_Items from a dataset_
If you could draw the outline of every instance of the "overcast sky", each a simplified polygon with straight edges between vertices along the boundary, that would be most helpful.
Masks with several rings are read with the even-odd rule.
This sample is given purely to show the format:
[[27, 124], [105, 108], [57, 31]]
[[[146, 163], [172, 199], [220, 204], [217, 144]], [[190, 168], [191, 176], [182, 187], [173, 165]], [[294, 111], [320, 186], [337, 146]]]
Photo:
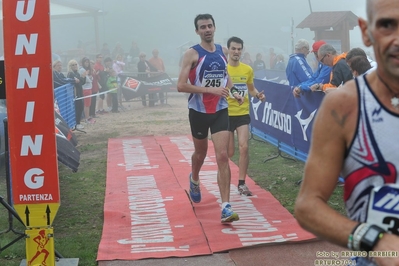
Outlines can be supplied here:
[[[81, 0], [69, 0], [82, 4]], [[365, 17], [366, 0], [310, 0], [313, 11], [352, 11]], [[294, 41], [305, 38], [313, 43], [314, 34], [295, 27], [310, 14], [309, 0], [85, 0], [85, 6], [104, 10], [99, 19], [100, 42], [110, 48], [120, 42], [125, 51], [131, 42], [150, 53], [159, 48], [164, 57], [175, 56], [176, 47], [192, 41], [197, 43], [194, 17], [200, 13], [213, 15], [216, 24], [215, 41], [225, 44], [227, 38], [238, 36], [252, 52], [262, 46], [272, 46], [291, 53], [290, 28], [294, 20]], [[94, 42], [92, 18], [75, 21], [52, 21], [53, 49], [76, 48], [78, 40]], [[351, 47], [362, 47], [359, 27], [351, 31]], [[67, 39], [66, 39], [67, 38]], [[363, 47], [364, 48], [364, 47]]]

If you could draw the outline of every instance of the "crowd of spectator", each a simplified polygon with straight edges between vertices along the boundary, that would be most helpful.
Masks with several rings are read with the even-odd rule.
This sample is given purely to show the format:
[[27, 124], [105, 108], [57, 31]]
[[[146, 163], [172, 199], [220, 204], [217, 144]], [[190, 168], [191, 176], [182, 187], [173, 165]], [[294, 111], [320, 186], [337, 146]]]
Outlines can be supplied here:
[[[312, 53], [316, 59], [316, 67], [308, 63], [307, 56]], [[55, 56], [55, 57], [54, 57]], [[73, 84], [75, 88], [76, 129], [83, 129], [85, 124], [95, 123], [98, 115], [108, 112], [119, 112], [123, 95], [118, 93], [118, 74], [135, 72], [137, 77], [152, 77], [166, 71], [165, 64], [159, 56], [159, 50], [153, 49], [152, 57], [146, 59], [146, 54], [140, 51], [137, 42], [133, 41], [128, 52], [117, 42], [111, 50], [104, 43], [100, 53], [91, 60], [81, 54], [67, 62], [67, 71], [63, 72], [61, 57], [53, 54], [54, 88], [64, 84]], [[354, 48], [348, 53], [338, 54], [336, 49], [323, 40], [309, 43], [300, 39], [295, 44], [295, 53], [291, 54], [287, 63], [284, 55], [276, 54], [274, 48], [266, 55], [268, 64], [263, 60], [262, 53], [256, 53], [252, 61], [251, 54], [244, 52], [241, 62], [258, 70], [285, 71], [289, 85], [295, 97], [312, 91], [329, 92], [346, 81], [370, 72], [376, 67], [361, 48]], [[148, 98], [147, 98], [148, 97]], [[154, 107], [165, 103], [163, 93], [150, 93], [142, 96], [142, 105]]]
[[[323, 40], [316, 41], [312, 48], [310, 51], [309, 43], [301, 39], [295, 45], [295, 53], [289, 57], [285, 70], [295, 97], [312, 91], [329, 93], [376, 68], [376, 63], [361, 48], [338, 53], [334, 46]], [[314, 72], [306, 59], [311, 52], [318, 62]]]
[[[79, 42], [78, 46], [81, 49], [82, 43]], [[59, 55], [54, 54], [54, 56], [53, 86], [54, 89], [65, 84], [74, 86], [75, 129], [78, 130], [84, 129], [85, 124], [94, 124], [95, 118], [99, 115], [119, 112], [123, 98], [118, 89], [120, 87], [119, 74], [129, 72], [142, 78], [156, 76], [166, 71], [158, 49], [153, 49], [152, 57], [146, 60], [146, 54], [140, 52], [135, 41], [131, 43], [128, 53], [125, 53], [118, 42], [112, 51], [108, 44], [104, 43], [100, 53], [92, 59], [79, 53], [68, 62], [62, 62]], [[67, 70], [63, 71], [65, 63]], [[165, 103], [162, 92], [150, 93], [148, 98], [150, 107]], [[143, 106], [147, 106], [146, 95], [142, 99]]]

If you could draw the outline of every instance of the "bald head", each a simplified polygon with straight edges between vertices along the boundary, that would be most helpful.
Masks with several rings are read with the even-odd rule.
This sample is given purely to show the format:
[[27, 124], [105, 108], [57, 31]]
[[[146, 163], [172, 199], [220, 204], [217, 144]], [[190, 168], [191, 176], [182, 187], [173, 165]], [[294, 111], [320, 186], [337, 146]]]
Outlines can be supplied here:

_Task to carry out_
Please find every line in the records above that holds the word "could" and copy it.

_Response to this task_
If you could draw the outline of every instance of the "overcast sky", each a simplified polygon with straight edges between vertices along the boundary, that would be most helpful.
If you could draw the outline of every instance of the "crowd of spectator", each a simplified polygon with straight edges between vertices along the boundary, that would be most helpful.
If you could draw the outline of every instance of the "bald head", each a simplified polygon with straight edges between vertices along the boundary, that would be most helpful.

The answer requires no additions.